## Task to complete
Below are records to be copied exactly; their pictures are to be omitted.

## Material to process

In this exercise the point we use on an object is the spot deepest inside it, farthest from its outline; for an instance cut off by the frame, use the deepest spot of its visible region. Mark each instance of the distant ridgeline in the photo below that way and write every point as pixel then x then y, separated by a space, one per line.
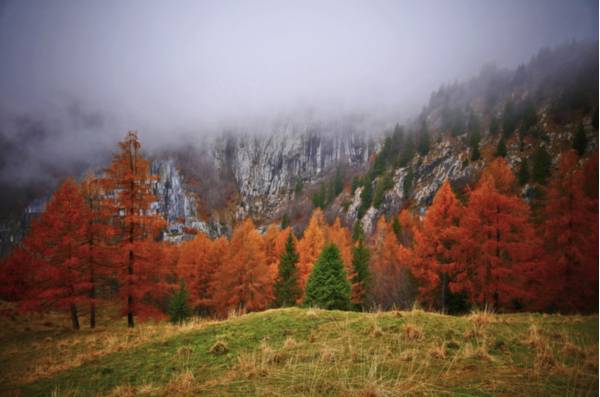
pixel 528 116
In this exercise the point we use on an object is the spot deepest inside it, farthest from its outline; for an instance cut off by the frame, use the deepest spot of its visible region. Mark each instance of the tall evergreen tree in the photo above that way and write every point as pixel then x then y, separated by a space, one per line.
pixel 285 221
pixel 361 274
pixel 494 125
pixel 474 139
pixel 357 231
pixel 509 122
pixel 523 175
pixel 542 163
pixel 407 152
pixel 501 149
pixel 580 140
pixel 179 308
pixel 423 142
pixel 328 286
pixel 366 197
pixel 287 288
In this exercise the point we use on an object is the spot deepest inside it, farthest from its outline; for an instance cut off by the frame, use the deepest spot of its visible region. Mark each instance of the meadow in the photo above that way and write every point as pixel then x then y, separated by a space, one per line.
pixel 304 352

## Completed exercise
In this exercise the point we use on an object is the spot deepest inside it, farthest from its outline; for an instance cut off by the frame, use the deepest spot of its visible region. Mark each instance of the distant ridgeline in the photo below that way and write every point as pixel then x then y, separated by a space, one per line.
pixel 528 116
In this exercise the point we use on an object is the spot deepest inside it, farthest from its outline; for an instance cut off by the frame, use the deepest spot of its visible region. Mark each instance of the tall evergreen tree in the photo above that way and write every point as pixel then x then y, separated by a space, one per line.
pixel 285 221
pixel 361 274
pixel 494 125
pixel 474 139
pixel 357 231
pixel 509 122
pixel 523 175
pixel 542 163
pixel 407 152
pixel 501 149
pixel 580 140
pixel 179 308
pixel 423 142
pixel 328 286
pixel 366 197
pixel 287 288
In this exercise the point we use on an object is the spot deepest inside it, farthest from its outline; for an instance cut off by the frame, use the deepest spot of its visible region. Mark each instance of the meadow in the photo above that way and write every point as pixel then x then y, separated by a space, one per line.
pixel 304 352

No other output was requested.